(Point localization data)
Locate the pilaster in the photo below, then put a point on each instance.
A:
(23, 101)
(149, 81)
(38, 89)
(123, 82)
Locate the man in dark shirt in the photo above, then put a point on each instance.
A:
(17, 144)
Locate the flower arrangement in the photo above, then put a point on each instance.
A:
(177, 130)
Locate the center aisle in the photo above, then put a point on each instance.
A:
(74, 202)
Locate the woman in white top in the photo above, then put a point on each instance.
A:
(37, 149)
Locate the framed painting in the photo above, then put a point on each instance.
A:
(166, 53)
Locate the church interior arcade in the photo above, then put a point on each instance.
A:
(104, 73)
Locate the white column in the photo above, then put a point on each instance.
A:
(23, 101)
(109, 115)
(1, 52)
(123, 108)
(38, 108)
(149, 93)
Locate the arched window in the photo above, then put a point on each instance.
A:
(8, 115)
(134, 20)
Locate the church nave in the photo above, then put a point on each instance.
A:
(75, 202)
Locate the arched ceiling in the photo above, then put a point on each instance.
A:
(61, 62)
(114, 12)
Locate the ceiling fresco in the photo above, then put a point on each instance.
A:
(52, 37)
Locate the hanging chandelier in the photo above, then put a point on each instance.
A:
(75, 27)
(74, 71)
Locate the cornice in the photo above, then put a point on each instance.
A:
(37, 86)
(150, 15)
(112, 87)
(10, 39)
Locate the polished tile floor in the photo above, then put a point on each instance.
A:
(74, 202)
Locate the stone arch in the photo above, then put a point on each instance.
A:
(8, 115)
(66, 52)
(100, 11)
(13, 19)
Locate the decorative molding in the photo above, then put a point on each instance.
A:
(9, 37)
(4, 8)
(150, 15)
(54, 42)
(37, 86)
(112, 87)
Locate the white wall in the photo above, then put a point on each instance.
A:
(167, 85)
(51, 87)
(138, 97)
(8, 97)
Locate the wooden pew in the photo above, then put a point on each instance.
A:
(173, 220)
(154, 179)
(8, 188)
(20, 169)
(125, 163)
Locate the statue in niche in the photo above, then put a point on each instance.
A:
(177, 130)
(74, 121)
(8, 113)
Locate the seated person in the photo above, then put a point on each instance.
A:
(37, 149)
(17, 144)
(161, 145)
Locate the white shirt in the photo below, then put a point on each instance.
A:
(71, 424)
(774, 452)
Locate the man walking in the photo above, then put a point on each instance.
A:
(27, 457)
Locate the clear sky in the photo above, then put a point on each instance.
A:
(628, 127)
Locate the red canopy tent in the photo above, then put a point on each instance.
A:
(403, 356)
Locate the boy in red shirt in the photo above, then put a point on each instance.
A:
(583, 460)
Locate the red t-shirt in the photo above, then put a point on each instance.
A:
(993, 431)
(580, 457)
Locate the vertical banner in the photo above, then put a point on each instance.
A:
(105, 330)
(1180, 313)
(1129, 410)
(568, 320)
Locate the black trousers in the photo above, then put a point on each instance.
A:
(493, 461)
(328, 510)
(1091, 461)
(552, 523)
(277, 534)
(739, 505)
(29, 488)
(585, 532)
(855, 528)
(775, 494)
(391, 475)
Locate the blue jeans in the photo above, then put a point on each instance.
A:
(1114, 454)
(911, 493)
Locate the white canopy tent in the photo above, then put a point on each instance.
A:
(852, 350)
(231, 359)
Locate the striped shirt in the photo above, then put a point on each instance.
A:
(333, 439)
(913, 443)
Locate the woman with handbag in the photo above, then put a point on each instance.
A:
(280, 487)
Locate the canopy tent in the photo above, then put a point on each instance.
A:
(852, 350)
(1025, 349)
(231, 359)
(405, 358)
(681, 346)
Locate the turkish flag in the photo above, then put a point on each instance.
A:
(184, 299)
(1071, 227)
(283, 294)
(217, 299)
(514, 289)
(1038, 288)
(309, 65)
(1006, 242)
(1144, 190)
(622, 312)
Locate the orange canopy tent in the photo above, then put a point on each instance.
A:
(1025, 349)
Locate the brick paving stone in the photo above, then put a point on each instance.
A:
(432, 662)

* _Assignment_
All records above are to be printed exactly, with nothing omitted.

* _Response_
Locate the pilaster in the photo below, then put a point on each instance.
A:
(23, 101)
(149, 81)
(38, 89)
(123, 82)
Locate the man in dark shirt in the photo above, then put a point on each instance.
A:
(17, 144)
Locate the flower arrangement in the photo above, then put a point on each instance.
A:
(177, 130)
Locate the center aisle in the photo above, then put a point on each instance.
A:
(74, 202)
Locate the woman in white top in the photo above, then put a point on each instance.
A:
(37, 149)
Locate the framed painting in the photo above, then put a point on each instance.
A:
(166, 53)
Locate the church interior arcade in the photo above, then put a point on each instance.
A:
(104, 73)
Locate the white column in the photo above, then put a point on each instance.
A:
(23, 101)
(109, 115)
(1, 52)
(123, 108)
(38, 108)
(149, 93)
Locate the arched window in the photo above, then put a point on each instance.
A:
(8, 115)
(134, 20)
Locate the church nave in the photo above, then put a point on each instance.
A:
(75, 202)
Locate the arched ceiling in the photo above, then put a point on each instance.
A:
(61, 62)
(114, 12)
Locate the ceiling fresco in the photo above, then put a point on each instance.
A:
(52, 37)
Locate the hanging chandelier in the photo above, then put a point on each instance.
A:
(75, 27)
(74, 71)
Locate the cornice in the photo above, then put a point on each instance.
A:
(37, 86)
(150, 15)
(112, 87)
(10, 39)
Locate the polished tile floor in the photo above, then put a point on each instance.
A:
(74, 202)
Locate the stone arch in the photo above, then put a point on each instance.
A:
(8, 115)
(66, 52)
(100, 11)
(13, 19)
Locate the decorative molding in the photo above, then put a point on each instance.
A:
(9, 37)
(4, 8)
(150, 15)
(54, 42)
(37, 86)
(112, 87)
Locate the white wall in the photo above, then put a point on each instance.
A:
(167, 85)
(51, 87)
(138, 97)
(8, 97)
Locate the wooden pew in the photo above, then put a point on each instance.
A:
(173, 220)
(154, 179)
(8, 188)
(20, 169)
(125, 163)
Locate the statue in niche in the photo above, then put a point on each instance.
A:
(177, 130)
(74, 121)
(8, 113)
Locate the seated person in the photo above, then put a point on each instance.
A:
(37, 149)
(17, 144)
(161, 145)
Locate the white shirt in the photo below, then put a point on each instance.
A:
(71, 424)
(774, 452)
Locate the man walking in the photo above, then put a point on each instance.
A:
(27, 457)
Locate the clear sky in the photo above, then put a point on each instance.
A:
(628, 127)
Locate the red canopy tent in the photo above, then put a point on each instance.
A:
(403, 356)
Locate the boy in red shirt in the photo above, then put a point on each instance.
A:
(583, 460)
Locate the red t-shirt in the photo above, then put a point on each instance.
A:
(993, 431)
(580, 457)
Locate the vertical banner in the photo above, then put a point on each instance.
A:
(105, 330)
(1180, 313)
(1129, 410)
(568, 320)
Locate the black trousers in the photo above, then put a point on each instance.
A:
(493, 461)
(328, 510)
(1091, 461)
(552, 523)
(277, 534)
(739, 505)
(29, 488)
(585, 532)
(855, 528)
(775, 494)
(391, 475)
Locate the blue jeans in the photo above, then put a point on each instance.
A:
(1114, 454)
(911, 493)
Locate the white canopy tent in the photo above, then put a point on each instance.
A:
(852, 350)
(231, 359)
Locate the striped shirt in the photo above, then put a point on each instance.
A:
(333, 439)
(913, 443)
Locate the woman with handbag in the photo above, then put a point on each instance.
A:
(280, 487)
Locate the canopy tent in the photo above, then put a point on each instance.
A:
(852, 350)
(1025, 349)
(231, 359)
(405, 358)
(681, 346)
Locate the turkish flag in the photo above, then put a point on each instance.
A:
(184, 299)
(1071, 227)
(283, 294)
(217, 299)
(514, 289)
(1038, 288)
(309, 65)
(1006, 242)
(1144, 190)
(622, 312)
Locate the orange canopy tent in the photo above, then put a point on each instance.
A:
(1025, 349)
Locate the brick paving stone in the photo above, then put a point on each instance.
A:
(432, 662)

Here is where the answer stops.